## WHAT IS NEEDED
Line by line, transcribe the records exactly.

## ENTRIES SHOWN
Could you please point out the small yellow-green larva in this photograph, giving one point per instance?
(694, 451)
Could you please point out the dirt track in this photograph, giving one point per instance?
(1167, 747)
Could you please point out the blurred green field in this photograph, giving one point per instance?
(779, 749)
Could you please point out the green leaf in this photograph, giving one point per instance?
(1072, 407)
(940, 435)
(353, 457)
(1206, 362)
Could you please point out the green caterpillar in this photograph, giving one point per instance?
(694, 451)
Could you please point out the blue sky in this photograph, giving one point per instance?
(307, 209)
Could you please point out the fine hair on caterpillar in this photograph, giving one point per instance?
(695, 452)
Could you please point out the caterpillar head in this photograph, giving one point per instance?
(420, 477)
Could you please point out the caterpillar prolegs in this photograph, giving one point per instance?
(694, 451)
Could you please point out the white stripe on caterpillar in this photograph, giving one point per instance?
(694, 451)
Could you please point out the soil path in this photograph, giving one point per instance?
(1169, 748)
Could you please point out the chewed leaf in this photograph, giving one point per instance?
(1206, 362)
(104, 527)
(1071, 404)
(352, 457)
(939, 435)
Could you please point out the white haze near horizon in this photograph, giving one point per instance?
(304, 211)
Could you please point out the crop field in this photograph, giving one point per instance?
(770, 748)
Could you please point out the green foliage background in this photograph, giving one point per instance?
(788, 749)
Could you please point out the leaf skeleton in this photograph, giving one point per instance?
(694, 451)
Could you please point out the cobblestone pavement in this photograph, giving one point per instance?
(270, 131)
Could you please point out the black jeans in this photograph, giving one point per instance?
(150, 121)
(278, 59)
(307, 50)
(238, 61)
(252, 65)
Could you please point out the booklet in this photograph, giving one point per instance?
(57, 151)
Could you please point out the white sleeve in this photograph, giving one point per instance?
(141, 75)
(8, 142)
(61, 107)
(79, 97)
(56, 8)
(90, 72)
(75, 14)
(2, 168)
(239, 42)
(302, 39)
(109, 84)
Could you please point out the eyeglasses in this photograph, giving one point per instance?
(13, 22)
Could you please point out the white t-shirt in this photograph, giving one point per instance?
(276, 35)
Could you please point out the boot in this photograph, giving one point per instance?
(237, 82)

## WRITTEN SOLUTION
Could you please point out the small yellow-green larva in this photograph, giving one point per instance?
(694, 451)
Could you please point out the dirt track in this photograph, giving one point per instance?
(1167, 747)
Could you please point out the blurred green field in this photograph, giving one point per instance?
(779, 749)
Could you please point out the green leaf in this photograph, giving one point per instance?
(1072, 407)
(940, 435)
(353, 457)
(1206, 362)
Could you please point out the green caterpillar in this photograph, giving one point per instance?
(694, 451)
Could you please point out the blue sky in this photograph, giving one point per instance?
(307, 209)
Could you please point out the fine hair on caterpillar in this photograph, giving one point per instance?
(695, 452)
Could you please point out the caterpillar head in this photograph, giving one point per instance?
(420, 477)
Could you please point out the caterpillar prolegs in this photograph, giving one point per instance?
(694, 451)
Could you please point out the white stripe on caterpillar in this photograph, giving one point per instance?
(694, 451)
Could you please point out the soil path in this photograph, giving one point per instance?
(1169, 748)
Could you please point out the chewed leaf in this photograph, giving one point per instance?
(1206, 362)
(104, 527)
(1071, 404)
(352, 457)
(939, 435)
Could you please point out the white haze near horizon in this photograph, giving one point per instance?
(304, 211)
Could you please point out the crop field in this photograph, giving one point per instance?
(770, 748)
Could you please point out the green foliage background in this photograph, giving one point per instance?
(788, 749)
Could you please point out the leaf skeleton in this photograph, giving one point per instance?
(694, 451)
Could you please point out the cobblestone pavement in this photograph, giving one point per instance?
(270, 131)
Could you please point out the black jeans in this photograph, giving one point per instance?
(150, 121)
(278, 59)
(307, 50)
(238, 61)
(252, 65)
Could you please point out the booklet in this photograph, giving one point per instance?
(57, 151)
Could you please point out the white sleeve in this photograph, giving one point per instance?
(141, 75)
(8, 142)
(61, 107)
(79, 97)
(56, 8)
(90, 72)
(75, 14)
(2, 168)
(239, 42)
(302, 39)
(109, 84)
Could you please point out the eyeglasses in this photograph, giving one point per instance?
(13, 22)
Could you please point out the white t-shirt in this photograph, giving one point per instance?
(276, 35)
Could you please point out the boot in this photograph, giving one point per instance?
(237, 82)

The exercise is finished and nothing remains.